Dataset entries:
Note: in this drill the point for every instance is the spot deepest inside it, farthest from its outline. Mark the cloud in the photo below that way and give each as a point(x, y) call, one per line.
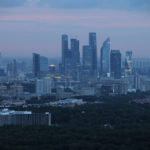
point(77, 4)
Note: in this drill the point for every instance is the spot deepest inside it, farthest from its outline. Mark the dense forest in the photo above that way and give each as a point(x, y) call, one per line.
point(116, 124)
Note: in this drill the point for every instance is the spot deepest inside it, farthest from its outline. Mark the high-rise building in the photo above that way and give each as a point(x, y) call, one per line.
point(44, 86)
point(105, 58)
point(115, 64)
point(75, 66)
point(12, 69)
point(87, 59)
point(36, 65)
point(43, 64)
point(64, 51)
point(93, 45)
point(128, 63)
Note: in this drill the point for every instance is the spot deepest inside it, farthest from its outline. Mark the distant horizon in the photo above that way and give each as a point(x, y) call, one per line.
point(28, 26)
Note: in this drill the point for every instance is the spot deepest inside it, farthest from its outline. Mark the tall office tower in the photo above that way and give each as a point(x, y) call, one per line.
point(44, 86)
point(64, 51)
point(75, 59)
point(14, 68)
point(93, 45)
point(68, 63)
point(128, 63)
point(105, 58)
point(43, 64)
point(87, 59)
point(86, 63)
point(115, 64)
point(36, 65)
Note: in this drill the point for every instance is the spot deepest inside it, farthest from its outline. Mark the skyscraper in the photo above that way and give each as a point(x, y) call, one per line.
point(87, 58)
point(105, 58)
point(64, 51)
point(36, 65)
point(87, 62)
point(115, 64)
point(43, 64)
point(93, 45)
point(75, 59)
point(128, 63)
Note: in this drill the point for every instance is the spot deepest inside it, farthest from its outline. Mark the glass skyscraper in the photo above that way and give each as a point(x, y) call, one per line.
point(93, 45)
point(115, 64)
point(36, 65)
point(128, 63)
point(64, 51)
point(105, 58)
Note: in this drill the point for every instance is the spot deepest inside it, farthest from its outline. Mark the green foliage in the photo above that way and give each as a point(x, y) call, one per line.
point(82, 128)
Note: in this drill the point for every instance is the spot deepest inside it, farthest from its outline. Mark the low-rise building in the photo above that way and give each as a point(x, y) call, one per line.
point(24, 118)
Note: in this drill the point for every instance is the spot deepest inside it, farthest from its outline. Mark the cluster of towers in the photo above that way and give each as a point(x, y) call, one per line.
point(110, 60)
point(71, 65)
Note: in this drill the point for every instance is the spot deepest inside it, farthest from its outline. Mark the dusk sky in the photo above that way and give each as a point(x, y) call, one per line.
point(28, 26)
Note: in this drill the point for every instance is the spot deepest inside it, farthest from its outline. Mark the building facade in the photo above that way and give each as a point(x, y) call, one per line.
point(105, 58)
point(24, 118)
point(115, 64)
point(93, 45)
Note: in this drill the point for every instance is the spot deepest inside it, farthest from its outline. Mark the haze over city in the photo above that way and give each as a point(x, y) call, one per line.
point(28, 26)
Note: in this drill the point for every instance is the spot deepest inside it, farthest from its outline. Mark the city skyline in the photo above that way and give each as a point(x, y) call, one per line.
point(36, 26)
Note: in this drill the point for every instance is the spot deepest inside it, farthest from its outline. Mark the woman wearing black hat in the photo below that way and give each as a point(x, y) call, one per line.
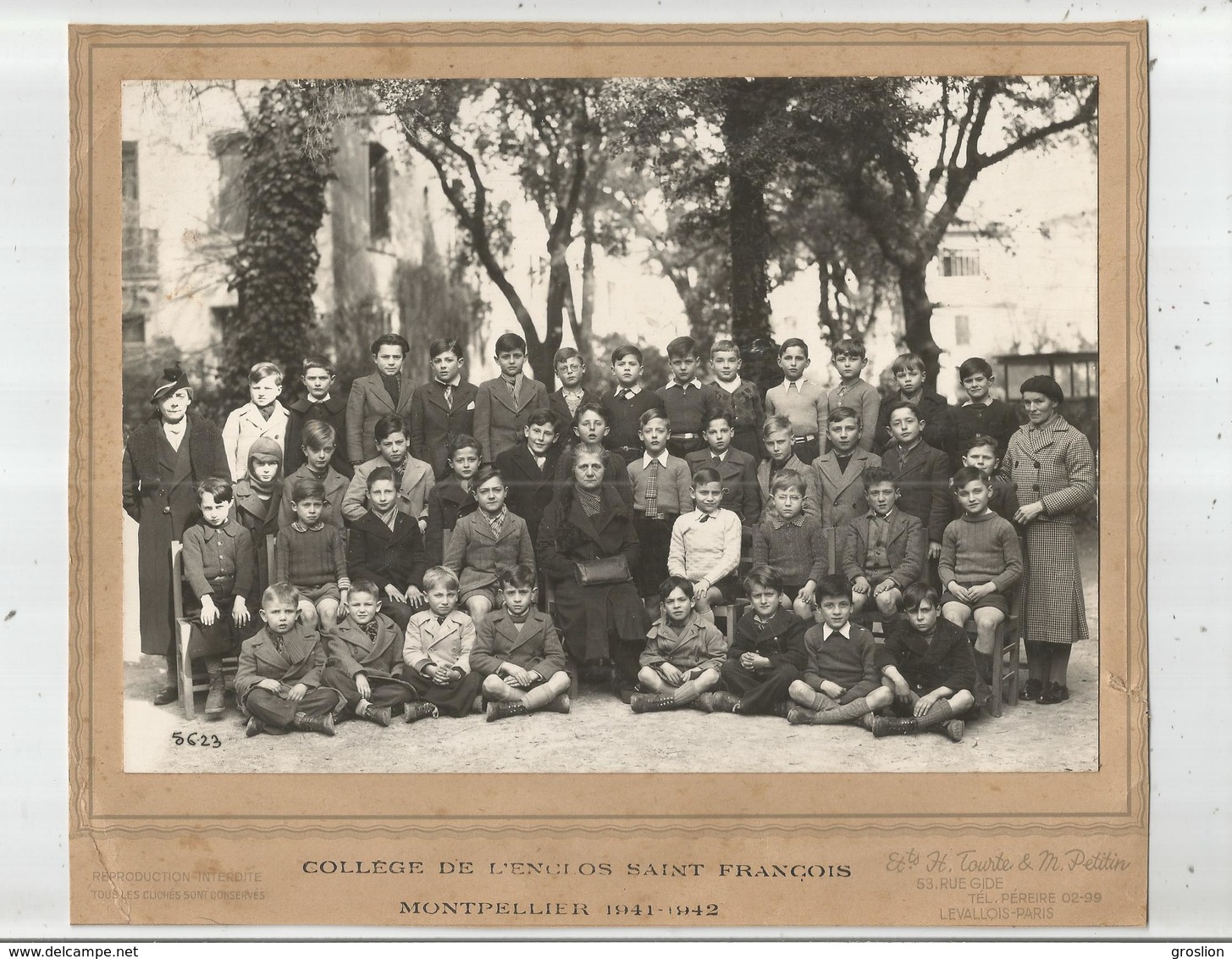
point(1053, 468)
point(164, 460)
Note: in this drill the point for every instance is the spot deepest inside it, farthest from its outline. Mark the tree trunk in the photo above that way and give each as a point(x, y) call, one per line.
point(918, 319)
point(748, 230)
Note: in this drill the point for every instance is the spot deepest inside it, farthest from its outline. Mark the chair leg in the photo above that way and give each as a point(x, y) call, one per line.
point(184, 667)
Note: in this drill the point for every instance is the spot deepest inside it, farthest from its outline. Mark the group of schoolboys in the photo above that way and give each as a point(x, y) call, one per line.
point(404, 577)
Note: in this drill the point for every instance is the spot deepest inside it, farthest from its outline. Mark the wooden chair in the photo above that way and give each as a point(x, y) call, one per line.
point(189, 630)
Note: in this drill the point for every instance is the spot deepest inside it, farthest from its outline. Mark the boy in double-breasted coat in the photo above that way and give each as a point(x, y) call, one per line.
point(366, 658)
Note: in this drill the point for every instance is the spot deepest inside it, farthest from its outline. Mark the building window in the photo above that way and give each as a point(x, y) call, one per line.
point(133, 327)
point(960, 263)
point(378, 191)
point(232, 206)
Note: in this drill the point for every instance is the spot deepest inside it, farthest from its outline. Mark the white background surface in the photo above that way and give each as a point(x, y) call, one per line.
point(1191, 308)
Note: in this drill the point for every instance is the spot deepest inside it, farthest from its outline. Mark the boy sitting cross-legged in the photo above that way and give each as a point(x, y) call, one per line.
point(842, 680)
point(682, 656)
point(438, 651)
point(366, 658)
point(519, 652)
point(768, 653)
point(928, 667)
point(279, 680)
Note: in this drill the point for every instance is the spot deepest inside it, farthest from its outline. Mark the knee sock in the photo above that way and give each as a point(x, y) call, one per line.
point(853, 710)
point(940, 712)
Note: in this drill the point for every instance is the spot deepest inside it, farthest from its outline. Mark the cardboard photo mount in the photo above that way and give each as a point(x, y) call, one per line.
point(642, 851)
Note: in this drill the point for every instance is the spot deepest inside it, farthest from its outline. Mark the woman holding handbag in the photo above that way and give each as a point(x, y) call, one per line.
point(588, 547)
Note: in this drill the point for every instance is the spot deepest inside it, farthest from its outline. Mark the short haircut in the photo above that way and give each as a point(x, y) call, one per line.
point(875, 474)
point(902, 404)
point(590, 407)
point(787, 480)
point(682, 346)
point(440, 576)
point(917, 595)
point(390, 339)
point(511, 343)
point(444, 346)
point(544, 417)
point(218, 487)
point(627, 349)
point(366, 585)
point(849, 346)
point(776, 424)
point(969, 474)
point(262, 370)
point(763, 576)
point(519, 576)
point(461, 441)
point(318, 362)
point(906, 362)
point(839, 413)
point(655, 413)
point(725, 346)
point(833, 585)
point(317, 435)
point(671, 585)
point(381, 472)
point(981, 439)
point(280, 592)
point(387, 425)
point(975, 366)
point(484, 474)
point(307, 487)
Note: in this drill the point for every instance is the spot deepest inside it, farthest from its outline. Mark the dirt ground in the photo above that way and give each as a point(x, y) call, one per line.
point(601, 734)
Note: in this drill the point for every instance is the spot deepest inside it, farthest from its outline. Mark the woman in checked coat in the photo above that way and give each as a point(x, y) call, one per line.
point(1053, 468)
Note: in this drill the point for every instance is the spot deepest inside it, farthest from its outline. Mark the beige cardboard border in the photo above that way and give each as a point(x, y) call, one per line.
point(117, 818)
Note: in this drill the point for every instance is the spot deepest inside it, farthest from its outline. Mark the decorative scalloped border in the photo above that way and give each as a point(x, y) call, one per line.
point(81, 42)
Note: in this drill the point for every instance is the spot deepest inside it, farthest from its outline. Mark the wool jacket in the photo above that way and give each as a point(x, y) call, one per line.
point(477, 555)
point(500, 420)
point(978, 550)
point(782, 640)
point(434, 423)
point(370, 401)
point(417, 484)
point(812, 502)
point(335, 492)
point(440, 644)
point(906, 547)
point(352, 651)
point(738, 472)
point(850, 661)
point(218, 560)
point(303, 411)
point(842, 492)
point(386, 556)
point(699, 646)
point(301, 660)
point(865, 401)
point(923, 477)
point(947, 661)
point(244, 425)
point(538, 647)
point(796, 549)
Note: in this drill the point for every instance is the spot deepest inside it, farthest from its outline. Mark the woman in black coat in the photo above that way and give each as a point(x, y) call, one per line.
point(164, 460)
point(588, 520)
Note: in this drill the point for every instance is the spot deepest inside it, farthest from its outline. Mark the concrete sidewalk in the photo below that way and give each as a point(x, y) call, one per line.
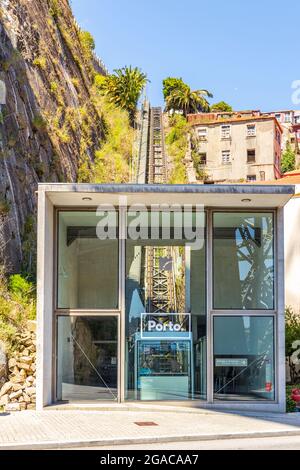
point(77, 428)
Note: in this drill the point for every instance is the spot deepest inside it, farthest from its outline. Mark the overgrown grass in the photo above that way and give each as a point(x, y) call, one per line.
point(176, 141)
point(17, 306)
point(290, 403)
point(112, 160)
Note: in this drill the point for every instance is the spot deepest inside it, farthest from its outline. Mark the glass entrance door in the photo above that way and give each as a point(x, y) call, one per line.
point(87, 358)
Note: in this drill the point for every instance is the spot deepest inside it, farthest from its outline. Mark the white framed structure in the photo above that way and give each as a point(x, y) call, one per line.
point(92, 293)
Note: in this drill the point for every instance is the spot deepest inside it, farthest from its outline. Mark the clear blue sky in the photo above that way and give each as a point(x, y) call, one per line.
point(244, 52)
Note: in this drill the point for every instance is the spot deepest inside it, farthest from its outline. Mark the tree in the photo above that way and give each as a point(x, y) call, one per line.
point(124, 88)
point(292, 336)
point(221, 106)
point(288, 159)
point(185, 100)
point(170, 84)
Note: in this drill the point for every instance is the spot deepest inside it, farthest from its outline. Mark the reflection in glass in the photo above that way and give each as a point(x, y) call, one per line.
point(165, 275)
point(244, 358)
point(87, 365)
point(87, 266)
point(243, 257)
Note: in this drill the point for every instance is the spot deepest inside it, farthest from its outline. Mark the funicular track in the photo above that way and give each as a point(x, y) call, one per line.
point(159, 270)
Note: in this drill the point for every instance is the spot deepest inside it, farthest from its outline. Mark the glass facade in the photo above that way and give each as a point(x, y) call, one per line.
point(243, 261)
point(244, 358)
point(171, 293)
point(87, 358)
point(88, 270)
point(165, 312)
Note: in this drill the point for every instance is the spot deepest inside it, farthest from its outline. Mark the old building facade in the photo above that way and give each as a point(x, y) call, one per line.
point(238, 147)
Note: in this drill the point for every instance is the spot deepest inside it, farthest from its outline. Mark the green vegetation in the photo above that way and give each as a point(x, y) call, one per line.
point(39, 123)
point(123, 89)
point(55, 10)
point(87, 43)
point(290, 403)
point(221, 106)
point(4, 207)
point(40, 62)
point(171, 84)
point(17, 306)
point(180, 97)
point(292, 334)
point(177, 141)
point(288, 159)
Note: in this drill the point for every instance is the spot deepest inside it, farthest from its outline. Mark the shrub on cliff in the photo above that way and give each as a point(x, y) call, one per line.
point(17, 306)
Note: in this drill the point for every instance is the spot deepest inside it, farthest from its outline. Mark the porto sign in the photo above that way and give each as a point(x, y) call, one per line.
point(165, 325)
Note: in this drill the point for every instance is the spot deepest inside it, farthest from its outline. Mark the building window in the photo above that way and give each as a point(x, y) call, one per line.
point(225, 132)
point(251, 178)
point(244, 358)
point(278, 136)
point(202, 133)
point(165, 279)
point(202, 158)
point(226, 157)
point(251, 156)
point(82, 281)
point(87, 358)
point(243, 247)
point(287, 117)
point(251, 130)
point(262, 175)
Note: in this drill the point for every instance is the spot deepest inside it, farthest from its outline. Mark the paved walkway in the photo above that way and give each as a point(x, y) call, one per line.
point(76, 428)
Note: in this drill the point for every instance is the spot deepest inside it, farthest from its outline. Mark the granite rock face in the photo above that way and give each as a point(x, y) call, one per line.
point(48, 123)
point(18, 392)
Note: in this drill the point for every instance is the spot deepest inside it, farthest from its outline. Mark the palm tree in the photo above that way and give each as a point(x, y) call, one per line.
point(124, 88)
point(187, 101)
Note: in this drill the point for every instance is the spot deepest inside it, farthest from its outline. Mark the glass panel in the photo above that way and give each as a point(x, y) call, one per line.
point(87, 358)
point(165, 311)
point(243, 257)
point(244, 358)
point(87, 265)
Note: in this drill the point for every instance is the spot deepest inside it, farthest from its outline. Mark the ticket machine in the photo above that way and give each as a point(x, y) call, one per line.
point(163, 358)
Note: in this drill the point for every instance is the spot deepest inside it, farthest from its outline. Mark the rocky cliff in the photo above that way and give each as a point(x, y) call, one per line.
point(51, 125)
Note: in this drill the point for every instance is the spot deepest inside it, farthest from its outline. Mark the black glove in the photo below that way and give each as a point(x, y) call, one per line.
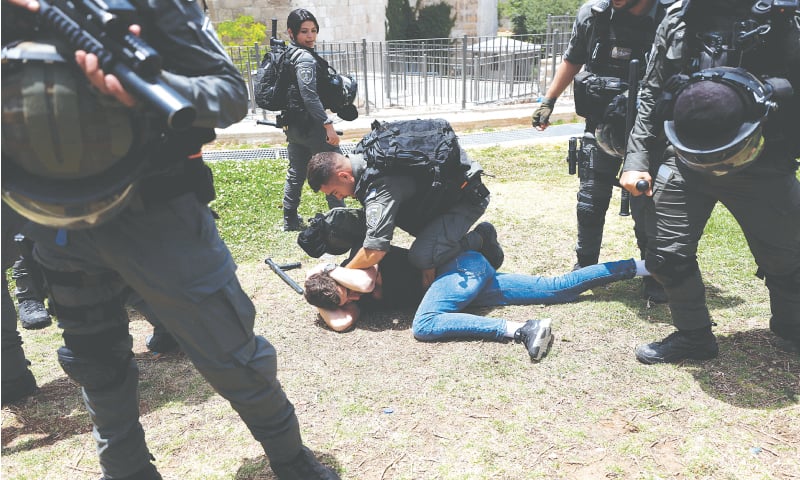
point(541, 117)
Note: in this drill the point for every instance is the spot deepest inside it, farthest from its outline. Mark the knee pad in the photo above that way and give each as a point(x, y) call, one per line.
point(593, 200)
point(99, 361)
point(670, 270)
point(784, 299)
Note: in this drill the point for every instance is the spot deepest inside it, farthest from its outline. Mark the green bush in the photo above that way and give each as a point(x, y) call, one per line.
point(242, 31)
point(405, 23)
point(530, 16)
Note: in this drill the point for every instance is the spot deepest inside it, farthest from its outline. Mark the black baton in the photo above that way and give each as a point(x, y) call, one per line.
point(279, 270)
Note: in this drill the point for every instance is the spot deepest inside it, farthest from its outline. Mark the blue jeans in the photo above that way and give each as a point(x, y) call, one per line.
point(469, 280)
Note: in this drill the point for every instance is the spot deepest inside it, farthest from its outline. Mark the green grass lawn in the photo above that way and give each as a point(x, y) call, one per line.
point(377, 404)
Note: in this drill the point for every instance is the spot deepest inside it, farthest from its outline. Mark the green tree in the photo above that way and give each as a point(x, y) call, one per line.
point(399, 17)
point(406, 23)
point(242, 31)
point(530, 16)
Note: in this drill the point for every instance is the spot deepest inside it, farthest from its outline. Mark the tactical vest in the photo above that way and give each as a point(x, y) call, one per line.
point(612, 46)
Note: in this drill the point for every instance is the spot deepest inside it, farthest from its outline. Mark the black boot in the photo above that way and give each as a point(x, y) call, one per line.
point(147, 473)
point(490, 247)
point(304, 466)
point(292, 222)
point(33, 315)
point(698, 344)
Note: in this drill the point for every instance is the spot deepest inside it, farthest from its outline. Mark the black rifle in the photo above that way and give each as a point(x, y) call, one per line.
point(101, 28)
point(630, 117)
point(280, 271)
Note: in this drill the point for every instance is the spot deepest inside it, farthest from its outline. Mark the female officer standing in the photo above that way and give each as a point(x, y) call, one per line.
point(309, 130)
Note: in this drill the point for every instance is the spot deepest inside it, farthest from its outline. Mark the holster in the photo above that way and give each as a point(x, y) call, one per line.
point(593, 92)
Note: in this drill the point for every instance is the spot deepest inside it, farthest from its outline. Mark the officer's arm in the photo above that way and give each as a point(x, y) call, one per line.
point(356, 279)
point(366, 257)
point(646, 127)
point(565, 72)
point(342, 318)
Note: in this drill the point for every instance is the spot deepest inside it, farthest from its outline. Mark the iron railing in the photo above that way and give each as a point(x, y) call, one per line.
point(439, 72)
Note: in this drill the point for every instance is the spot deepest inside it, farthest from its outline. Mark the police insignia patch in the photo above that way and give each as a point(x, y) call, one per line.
point(306, 74)
point(374, 213)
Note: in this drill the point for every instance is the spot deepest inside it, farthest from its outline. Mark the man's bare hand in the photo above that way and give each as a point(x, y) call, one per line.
point(628, 181)
point(105, 83)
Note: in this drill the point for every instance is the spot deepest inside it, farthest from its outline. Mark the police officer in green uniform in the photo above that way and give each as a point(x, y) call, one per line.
point(308, 128)
point(606, 36)
point(723, 85)
point(140, 221)
point(397, 200)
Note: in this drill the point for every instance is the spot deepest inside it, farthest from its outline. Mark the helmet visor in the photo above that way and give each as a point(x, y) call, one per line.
point(70, 216)
point(735, 155)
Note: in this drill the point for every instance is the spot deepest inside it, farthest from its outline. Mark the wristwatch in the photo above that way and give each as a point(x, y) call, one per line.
point(329, 267)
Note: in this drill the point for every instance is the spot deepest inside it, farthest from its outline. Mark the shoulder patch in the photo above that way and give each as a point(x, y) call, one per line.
point(374, 213)
point(305, 73)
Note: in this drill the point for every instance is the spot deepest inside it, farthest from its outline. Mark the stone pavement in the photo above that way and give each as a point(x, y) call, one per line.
point(498, 124)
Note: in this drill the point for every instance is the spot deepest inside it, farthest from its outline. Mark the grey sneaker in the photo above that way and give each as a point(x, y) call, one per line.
point(491, 248)
point(304, 466)
point(33, 315)
point(537, 335)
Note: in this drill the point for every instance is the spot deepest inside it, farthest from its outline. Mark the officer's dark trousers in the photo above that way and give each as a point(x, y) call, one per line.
point(765, 200)
point(14, 365)
point(594, 196)
point(304, 141)
point(173, 257)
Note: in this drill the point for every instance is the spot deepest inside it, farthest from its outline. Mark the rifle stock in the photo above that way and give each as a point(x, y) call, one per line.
point(88, 26)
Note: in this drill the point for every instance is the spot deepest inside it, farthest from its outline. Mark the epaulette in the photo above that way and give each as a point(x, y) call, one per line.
point(673, 6)
point(601, 6)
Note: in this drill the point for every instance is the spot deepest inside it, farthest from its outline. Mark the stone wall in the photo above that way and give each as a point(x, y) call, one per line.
point(352, 20)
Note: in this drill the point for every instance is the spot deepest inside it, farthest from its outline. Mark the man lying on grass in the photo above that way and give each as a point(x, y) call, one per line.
point(466, 281)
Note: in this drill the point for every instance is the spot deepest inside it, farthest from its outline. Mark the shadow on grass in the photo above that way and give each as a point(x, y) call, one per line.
point(57, 412)
point(258, 468)
point(752, 371)
point(629, 294)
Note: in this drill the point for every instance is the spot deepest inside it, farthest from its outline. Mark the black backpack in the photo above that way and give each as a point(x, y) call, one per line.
point(273, 78)
point(428, 151)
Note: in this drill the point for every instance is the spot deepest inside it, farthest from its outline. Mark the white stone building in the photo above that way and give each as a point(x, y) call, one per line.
point(353, 20)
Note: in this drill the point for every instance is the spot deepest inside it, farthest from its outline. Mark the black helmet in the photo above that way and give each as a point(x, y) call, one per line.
point(717, 120)
point(297, 17)
point(67, 152)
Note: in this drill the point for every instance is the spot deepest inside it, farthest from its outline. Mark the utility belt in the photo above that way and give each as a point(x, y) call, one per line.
point(593, 93)
point(589, 162)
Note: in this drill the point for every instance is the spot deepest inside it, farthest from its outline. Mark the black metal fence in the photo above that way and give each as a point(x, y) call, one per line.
point(439, 72)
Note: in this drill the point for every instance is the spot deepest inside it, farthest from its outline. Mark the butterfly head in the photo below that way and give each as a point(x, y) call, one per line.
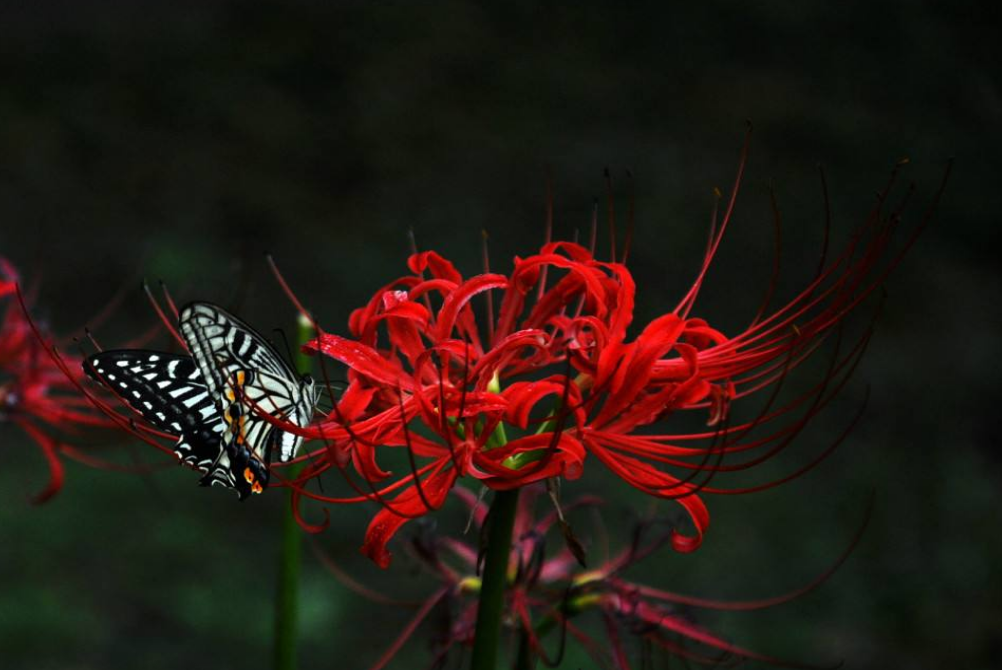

Your goal
Once you find the line that contains "the black backpack", give it again along with every later line through the end of the data, word for word, minus the pictures.

Result
Note: in this drill the point for every instance is the spot deepest inside it, farthest from its outline. Mark the black backpack in the photo above that way and give each as a point(x, y) call, one per line.
point(273, 78)
point(428, 151)
Note: in this drill the point for every instance is the spot deepest inside it, farthest from its outline. Mark the white stone building in the photo above that way and give each as a point(x, y) call, one per line.
point(353, 20)
Note: in this drill the point for every instance is the spot deepest inside it, farthest from its outline. Mark the black helmet in the photo above that way and give each as a point(x, y) call, one per line.
point(717, 120)
point(297, 17)
point(67, 152)
Note: in this drill the point for every instance is the spot deepest inside it, farthest from its outline. Mark the utility belt in the photo above that way and give each as a point(x, y) call, one per line.
point(593, 93)
point(589, 162)
Note: in this drill the point for every instance is the spot deepest inside it, farthest from its outline. Mark the black metal fence in the photo above that way and give each as a point(x, y) call, one per line.
point(439, 72)
Note: in this drill the point for every instance is the spot deepest inside it, farthest from its outline. Mark the butterfly head in the photo below that way and give each as a point(x, y) call, one per line.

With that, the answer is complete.